# EXERCISE
Every record must be retyped exactly as it reads.
*** MATERIALS PROVIDED Section Begins ***
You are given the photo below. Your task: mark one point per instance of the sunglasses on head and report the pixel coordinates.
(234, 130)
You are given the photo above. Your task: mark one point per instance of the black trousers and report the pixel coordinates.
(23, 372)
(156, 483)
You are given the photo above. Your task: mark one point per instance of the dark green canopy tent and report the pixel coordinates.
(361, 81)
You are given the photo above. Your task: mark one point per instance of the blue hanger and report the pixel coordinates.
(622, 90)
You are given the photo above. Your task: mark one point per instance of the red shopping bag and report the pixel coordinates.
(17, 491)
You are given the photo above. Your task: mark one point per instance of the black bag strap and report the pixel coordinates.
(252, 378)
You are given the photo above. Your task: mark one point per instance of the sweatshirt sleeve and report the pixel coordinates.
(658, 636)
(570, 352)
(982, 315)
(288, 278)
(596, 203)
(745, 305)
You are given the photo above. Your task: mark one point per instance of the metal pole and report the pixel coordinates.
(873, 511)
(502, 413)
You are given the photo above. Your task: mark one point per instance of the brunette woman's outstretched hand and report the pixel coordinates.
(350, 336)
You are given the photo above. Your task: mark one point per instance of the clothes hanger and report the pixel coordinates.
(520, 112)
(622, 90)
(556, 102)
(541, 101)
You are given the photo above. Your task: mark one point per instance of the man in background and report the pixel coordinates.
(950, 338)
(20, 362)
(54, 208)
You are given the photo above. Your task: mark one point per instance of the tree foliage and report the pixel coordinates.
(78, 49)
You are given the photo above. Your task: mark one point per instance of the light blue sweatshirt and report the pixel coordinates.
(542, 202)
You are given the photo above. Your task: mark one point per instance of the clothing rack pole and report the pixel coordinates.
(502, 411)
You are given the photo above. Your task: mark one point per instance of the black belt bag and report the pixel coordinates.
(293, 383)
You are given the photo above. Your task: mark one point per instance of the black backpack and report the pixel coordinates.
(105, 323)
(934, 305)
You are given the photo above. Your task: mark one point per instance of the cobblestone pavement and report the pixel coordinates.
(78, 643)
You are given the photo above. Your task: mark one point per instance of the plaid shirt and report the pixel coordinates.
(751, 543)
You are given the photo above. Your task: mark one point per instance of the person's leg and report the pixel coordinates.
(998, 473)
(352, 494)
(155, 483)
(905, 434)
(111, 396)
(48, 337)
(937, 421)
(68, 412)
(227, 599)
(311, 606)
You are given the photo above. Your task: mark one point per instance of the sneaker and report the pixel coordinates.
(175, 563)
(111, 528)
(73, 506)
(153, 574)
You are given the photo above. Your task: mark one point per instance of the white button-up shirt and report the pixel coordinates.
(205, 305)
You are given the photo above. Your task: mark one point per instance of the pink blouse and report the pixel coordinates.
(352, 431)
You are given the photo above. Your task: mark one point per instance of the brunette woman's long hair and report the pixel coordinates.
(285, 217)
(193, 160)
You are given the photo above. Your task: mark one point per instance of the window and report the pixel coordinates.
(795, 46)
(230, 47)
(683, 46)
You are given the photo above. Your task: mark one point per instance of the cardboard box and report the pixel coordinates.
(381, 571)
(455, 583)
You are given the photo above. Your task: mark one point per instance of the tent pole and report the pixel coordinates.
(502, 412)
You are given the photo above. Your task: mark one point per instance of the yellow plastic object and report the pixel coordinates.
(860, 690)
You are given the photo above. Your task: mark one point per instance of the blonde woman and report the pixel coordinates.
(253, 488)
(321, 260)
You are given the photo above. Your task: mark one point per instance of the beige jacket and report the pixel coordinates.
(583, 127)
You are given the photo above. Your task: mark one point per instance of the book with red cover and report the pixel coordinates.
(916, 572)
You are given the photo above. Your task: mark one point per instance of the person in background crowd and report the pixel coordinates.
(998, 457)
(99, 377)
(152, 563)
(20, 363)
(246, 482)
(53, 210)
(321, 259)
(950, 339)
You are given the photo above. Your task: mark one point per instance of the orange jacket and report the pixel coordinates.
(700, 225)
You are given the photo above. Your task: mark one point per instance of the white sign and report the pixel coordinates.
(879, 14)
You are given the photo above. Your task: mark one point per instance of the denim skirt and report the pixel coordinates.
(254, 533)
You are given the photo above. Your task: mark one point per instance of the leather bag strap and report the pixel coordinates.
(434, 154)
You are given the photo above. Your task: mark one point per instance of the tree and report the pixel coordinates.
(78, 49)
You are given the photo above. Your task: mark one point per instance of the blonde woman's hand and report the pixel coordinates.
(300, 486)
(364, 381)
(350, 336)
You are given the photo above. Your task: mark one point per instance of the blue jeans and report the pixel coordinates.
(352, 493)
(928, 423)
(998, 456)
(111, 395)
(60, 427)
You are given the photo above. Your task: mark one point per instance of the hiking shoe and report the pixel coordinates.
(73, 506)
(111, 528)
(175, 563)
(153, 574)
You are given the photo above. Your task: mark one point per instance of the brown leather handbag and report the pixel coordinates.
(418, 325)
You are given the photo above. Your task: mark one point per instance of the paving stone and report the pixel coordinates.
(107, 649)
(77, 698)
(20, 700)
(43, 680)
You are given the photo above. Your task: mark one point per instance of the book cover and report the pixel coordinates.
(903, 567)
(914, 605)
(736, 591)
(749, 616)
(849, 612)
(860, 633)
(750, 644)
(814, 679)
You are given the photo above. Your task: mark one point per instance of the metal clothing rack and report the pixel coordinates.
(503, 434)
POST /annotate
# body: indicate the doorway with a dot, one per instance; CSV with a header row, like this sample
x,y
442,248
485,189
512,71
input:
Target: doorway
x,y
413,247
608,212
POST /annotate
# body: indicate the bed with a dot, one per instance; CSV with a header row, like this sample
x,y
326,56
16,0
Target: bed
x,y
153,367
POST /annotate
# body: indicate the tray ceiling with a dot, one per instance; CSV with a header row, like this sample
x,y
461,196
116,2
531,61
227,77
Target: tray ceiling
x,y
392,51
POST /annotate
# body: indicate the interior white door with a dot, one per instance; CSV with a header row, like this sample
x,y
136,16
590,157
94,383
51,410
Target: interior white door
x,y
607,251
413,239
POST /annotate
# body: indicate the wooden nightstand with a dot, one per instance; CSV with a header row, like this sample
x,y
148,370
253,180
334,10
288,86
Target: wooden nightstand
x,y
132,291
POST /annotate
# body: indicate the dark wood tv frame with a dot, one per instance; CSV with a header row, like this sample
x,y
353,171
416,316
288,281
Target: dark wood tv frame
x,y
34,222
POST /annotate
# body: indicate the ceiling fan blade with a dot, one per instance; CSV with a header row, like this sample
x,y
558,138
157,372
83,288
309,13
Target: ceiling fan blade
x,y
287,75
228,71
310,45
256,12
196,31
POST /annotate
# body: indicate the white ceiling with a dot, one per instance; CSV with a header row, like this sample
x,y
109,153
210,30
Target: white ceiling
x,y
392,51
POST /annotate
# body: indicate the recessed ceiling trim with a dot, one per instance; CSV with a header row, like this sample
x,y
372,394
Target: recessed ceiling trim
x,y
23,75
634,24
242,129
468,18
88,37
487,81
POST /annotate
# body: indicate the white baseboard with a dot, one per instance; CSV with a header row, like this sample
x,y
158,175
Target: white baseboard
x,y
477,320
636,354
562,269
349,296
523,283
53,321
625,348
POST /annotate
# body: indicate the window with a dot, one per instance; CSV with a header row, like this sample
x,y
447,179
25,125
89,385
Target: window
*** MATERIALS PROVIDED Section Ends ***
# EXERCISE SOLUTION
You are given the photo below. Your task: mark one point per instance of the sunglasses on head and report the pixel coordinates.
(234, 130)
You are given the photo above. Your task: mark one point per instance of the black trousers and report the pixel coordinates.
(23, 372)
(156, 483)
You are given the photo above. Your task: mark one point per instance of the dark green canopy tent and report the pixel coordinates.
(361, 81)
You are given the photo above. Your task: mark one point per instance of the blue hanger and report the pixel coordinates.
(622, 90)
You are given the photo above. Your task: mark one point per instance of the red shopping bag and report the pixel coordinates.
(17, 491)
You are given the photo above. Your task: mark one point per instance of the black bag strap and report the pixel coordinates.
(252, 378)
You are given the photo above. Your task: mark one point per instance of the sweatshirt sleeve and report the pixel coordinates.
(658, 636)
(570, 352)
(982, 315)
(288, 278)
(596, 203)
(745, 305)
You are given the photo above. Your task: mark one point per instance of the metal pole and report the pixel coordinates.
(873, 511)
(502, 413)
You are given the photo above. Your task: mark one point per instance of the brunette woman's outstretched hand and report the pixel coordinates.
(350, 336)
You are given the photo above. Your task: mark one point per instance of the clothes hanger and report the pixel coordinates.
(520, 112)
(622, 90)
(556, 102)
(541, 101)
You are given the photo above. Your task: mark one point per instance of the man in background and report the pixel coordinates.
(950, 338)
(20, 362)
(54, 208)
You are given the photo above. Your task: mark one point per instance of the tree foliage and report the pixel coordinates.
(78, 49)
You are given the photo above. Your task: mark one point per instance of the light blue sweatshirt and report the pixel coordinates.
(542, 202)
You are given the photo above. Your task: mark one point per instance of the clothing rack pole and report the pixel coordinates.
(502, 411)
You are given the photo above. Your task: mark one point per instance of the black belt bag and report the pixel coordinates.
(293, 383)
You are given the photo above. Your task: mark one point per instance of the black backpack and report the pixel coordinates.
(105, 323)
(934, 305)
You are given the photo above. Your task: mark one point per instance of the cobblestone pavement and report the pixel coordinates.
(78, 643)
You are given the photo above. Your task: mark one point per instance of the plaid shirt and report the pixel coordinates.
(751, 543)
You are given the photo above. Your task: mark one point per instance of the person's leg and report the pixel coordinates.
(998, 473)
(352, 494)
(155, 483)
(905, 434)
(111, 396)
(48, 337)
(937, 421)
(68, 412)
(227, 599)
(311, 606)
You are given the photo above. Your task: mark one point per instance of the sneaker and report the pixel coordinates.
(175, 563)
(111, 528)
(73, 506)
(153, 574)
You are given the photo above. Your task: mark one point per instance of the white button-up shirt and report the pixel coordinates.
(205, 305)
You are given the photo above. Your task: mark one point per instance of the pink blouse and report the pixel coordinates.
(352, 431)
You are given the photo above. Your task: mark one point per instance of the brunette woman's long hair and report the pixel coordinates.
(285, 217)
(193, 160)
You are given the photo above. Your task: mark one point per instance of the window and report the pixel coordinates.
(795, 46)
(230, 47)
(683, 46)
You are given the photo above. Your task: mark one point per instance of the cardboard box and report the pixel coordinates.
(381, 571)
(455, 583)
You are given the photo above. Your task: mark one point per instance of the tent pole and report the pixel coordinates.
(502, 412)
You are given the photo above. Your task: mark one point per instance of the yellow plastic object and report the pixel coordinates.
(860, 690)
You are given the photo above. Your task: mark one point per instance of the blonde woman and report the pixel coordinates.
(253, 488)
(321, 260)
You are given the photo above. Your task: mark one point per instance of the beige jacket and report the pixel coordinates.
(583, 127)
You are given the photo above. Your task: mark one point per instance of the book with red cover and report the pixel coordinates.
(916, 572)
You are given the photo above. Your task: mark one point per instance of the person in background crowd and report the pixel coordinates.
(998, 457)
(99, 377)
(152, 563)
(20, 363)
(246, 482)
(53, 210)
(321, 259)
(950, 339)
You are given the photo above. Your task: mark one point per instance of the orange jacket and report the pixel coordinates.
(700, 225)
You are given the photo above. Your task: mark one point per instance of the white sign and report the pixel coordinates.
(879, 14)
You are given the photo above. Your task: mark one point per instance of the denim skirt and report the pixel coordinates.
(254, 533)
You are given the photo above. Your task: mark one point per instance of the leather bag strap and report the pixel coordinates.
(434, 154)
You are given the photo above. Your task: mark one point per instance of the tree and report the pixel coordinates.
(78, 49)
You are given the photo above. Your task: mark one point per instance of the blonde woman's hand and report the pixel coordinates.
(300, 486)
(364, 381)
(350, 336)
You are given the photo above. Your task: mark one point per instance of the blue jeans and report the pixel coordinates.
(352, 493)
(928, 423)
(998, 456)
(111, 395)
(60, 427)
You are given the photo above. Your task: mark one point per instance of the hiking shoe and report the pixel coordinates.
(73, 506)
(111, 528)
(175, 563)
(153, 574)
You are given the photo above. Your task: mark one point per instance of the brown leather handbag and report the pixel coordinates.
(418, 325)
You are given the photo above. Your task: mark one point per instance of the paving stone and report the pixel coordinates.
(107, 649)
(77, 698)
(20, 700)
(43, 680)
You are given the photo above. Your task: mark one point per instance of the book cover and report the pixel coordinates.
(903, 567)
(914, 605)
(736, 591)
(749, 616)
(849, 612)
(860, 633)
(750, 644)
(814, 679)
You are given the photo above. Your task: mark one point per instance of the metal clothing rack and report the pixel coordinates.
(503, 434)
POST /annotate
# body: indicate the doorway with a dot, one per instance; CSV with a header row, like this sample
x,y
442,248
485,189
512,71
input:
Target: doorway
x,y
413,247
608,212
POST /annotate
# body: indicate the bed with a dot, one per instance; CSV with a header row, like this sample
x,y
326,56
16,0
Target: bed
x,y
153,367
POST /annotate
# body: indicate the tray ceiling with a dot, one per instance; CSV with a header row, like this sample
x,y
461,196
116,2
531,61
227,77
Target: tray ceiling
x,y
392,51
POST /annotate
# body: indicate the interior white door with a dot, one per instance; CSV with a header row, like this sample
x,y
136,16
590,157
94,383
51,410
Target: interior white door
x,y
607,251
413,239
POST /annotate
# body: indicate the wooden nightstand with a dot, one per instance; CSV with a header row, like this sample
x,y
148,370
253,180
334,10
288,86
Target: wooden nightstand
x,y
132,291
POST /annotate
# body: indicate the dark wood tv frame with a dot, one per instance; CSV with a header row, like this sample
x,y
353,171
416,316
288,281
Target: dark wood tv frame
x,y
34,222
POST /annotate
# body: indicate the ceiling fan blade with a dot, one per instance; CSV with a header row, like this sample
x,y
558,138
157,372
83,288
309,13
Target: ceiling fan blade
x,y
287,75
228,71
310,45
256,12
196,31
POST /annotate
# body: indicate the white ceiling with a dot, one per instance; CSV with a header row, like this sample
x,y
109,153
210,30
Target: white ceiling
x,y
392,51
POST /annotate
# body: indicate the recessed ceiling trim with a dot, one per instance; CSV with a header row, like this sample
x,y
372,394
Target: recessed ceiling trim
x,y
23,75
634,24
242,129
468,18
88,37
487,81
POST /annotate
# body: indicate the white baseboard with a dot, one per instance; CSV with a header row, like this sample
x,y
158,175
Target: white baseboard
x,y
477,320
636,354
562,269
349,296
523,283
53,321
625,348
POST /annotate
# body: indicate the window with a dot, one per instance; CSV with a header row, like this sample
x,y
447,179
25,125
89,385
Target: window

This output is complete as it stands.